=== O que fazer ===
Reúna todas as linhas das entradas abaixo que contêm a palavra "white". Diferencie maiúsculas de minúsculas.

^^^^^^^^

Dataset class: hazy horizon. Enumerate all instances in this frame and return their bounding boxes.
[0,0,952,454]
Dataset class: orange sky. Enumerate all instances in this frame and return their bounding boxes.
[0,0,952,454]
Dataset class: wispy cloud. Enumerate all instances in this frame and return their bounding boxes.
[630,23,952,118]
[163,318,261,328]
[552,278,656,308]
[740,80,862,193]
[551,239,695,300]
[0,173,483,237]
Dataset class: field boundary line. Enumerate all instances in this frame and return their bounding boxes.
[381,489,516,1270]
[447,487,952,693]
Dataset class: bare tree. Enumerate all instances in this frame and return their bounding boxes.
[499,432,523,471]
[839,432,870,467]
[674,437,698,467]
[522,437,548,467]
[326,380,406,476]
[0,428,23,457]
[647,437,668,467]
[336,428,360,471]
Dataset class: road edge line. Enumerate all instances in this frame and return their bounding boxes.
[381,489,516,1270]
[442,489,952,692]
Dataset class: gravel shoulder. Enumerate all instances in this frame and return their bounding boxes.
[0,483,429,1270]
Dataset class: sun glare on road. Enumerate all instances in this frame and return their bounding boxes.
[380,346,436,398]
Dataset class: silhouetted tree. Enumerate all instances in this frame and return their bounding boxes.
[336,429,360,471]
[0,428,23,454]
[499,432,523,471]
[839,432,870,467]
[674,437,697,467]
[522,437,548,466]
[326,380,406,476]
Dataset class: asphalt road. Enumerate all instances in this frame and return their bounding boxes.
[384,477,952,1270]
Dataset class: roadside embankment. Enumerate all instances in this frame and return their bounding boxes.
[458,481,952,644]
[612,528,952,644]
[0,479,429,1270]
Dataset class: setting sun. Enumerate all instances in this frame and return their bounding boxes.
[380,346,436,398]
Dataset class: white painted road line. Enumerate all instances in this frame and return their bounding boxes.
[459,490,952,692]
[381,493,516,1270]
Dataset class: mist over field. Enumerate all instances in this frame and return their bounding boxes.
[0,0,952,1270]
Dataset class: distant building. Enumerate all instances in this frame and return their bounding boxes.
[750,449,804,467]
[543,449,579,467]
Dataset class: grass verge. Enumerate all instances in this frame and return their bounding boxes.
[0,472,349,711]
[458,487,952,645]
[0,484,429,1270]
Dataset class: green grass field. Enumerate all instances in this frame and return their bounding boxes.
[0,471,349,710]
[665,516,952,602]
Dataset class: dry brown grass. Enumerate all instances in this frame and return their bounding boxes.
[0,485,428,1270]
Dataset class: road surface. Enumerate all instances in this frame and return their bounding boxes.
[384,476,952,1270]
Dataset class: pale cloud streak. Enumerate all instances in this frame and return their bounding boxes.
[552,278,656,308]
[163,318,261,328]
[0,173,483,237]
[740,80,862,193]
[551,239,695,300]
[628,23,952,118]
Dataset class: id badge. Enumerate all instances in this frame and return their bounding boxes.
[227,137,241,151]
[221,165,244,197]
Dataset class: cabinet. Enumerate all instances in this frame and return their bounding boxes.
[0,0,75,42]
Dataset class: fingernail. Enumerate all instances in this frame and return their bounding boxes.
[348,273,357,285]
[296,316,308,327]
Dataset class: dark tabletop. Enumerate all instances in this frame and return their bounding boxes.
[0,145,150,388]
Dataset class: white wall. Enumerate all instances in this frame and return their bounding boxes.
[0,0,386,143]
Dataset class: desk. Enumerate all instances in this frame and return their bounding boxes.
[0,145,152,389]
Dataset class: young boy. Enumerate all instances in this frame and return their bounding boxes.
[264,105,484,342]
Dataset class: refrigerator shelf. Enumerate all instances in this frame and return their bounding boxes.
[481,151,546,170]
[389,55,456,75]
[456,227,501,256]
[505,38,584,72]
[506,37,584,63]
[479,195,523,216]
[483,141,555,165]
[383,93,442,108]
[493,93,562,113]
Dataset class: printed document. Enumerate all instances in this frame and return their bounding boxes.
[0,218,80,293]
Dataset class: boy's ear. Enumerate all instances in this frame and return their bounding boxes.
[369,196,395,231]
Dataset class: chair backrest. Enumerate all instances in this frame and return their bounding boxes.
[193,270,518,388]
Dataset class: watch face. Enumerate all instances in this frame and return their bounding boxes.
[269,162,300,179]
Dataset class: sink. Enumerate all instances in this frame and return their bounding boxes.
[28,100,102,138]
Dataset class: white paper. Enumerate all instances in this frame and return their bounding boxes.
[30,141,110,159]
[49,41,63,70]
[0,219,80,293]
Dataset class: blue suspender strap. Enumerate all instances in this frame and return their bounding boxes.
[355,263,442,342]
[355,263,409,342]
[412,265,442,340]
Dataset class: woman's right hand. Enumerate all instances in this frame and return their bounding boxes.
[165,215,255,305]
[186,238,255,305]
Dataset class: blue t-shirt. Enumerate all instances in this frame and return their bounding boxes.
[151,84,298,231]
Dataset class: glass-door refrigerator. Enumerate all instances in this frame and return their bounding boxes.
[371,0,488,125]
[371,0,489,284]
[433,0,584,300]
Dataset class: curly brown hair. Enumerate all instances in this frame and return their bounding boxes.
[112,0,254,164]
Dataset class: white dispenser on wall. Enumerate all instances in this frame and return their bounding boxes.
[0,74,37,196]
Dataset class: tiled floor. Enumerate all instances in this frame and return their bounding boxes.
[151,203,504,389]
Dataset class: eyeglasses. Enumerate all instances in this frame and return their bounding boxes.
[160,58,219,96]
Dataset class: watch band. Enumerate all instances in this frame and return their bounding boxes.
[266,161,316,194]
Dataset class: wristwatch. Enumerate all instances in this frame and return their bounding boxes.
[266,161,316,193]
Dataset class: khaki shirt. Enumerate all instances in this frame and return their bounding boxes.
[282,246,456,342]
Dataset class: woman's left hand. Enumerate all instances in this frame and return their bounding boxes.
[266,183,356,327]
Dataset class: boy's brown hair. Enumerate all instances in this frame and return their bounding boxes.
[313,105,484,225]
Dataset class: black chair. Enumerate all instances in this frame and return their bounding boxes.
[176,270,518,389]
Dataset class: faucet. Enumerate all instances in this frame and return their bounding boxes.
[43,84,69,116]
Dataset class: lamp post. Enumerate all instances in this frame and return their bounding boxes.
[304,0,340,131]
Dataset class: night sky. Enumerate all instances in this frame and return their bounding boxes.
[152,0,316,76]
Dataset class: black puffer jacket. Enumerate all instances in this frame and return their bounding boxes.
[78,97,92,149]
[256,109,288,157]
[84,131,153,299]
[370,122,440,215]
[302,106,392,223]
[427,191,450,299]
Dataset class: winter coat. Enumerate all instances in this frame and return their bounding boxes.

^^^^^^^^

=== Solução ===
Dataset class: white painted road line. Enumerate all instances in this frame and return their bounding boxes.
Dataset class: white wall. Enumerate all instances in this frame and return their bounding boxes.
Dataset class: white paper. Enumerate all instances in this frame and return their bounding boxes.
Dataset class: white dispenser on wall. Enumerate all instances in this frame and return their bounding boxes.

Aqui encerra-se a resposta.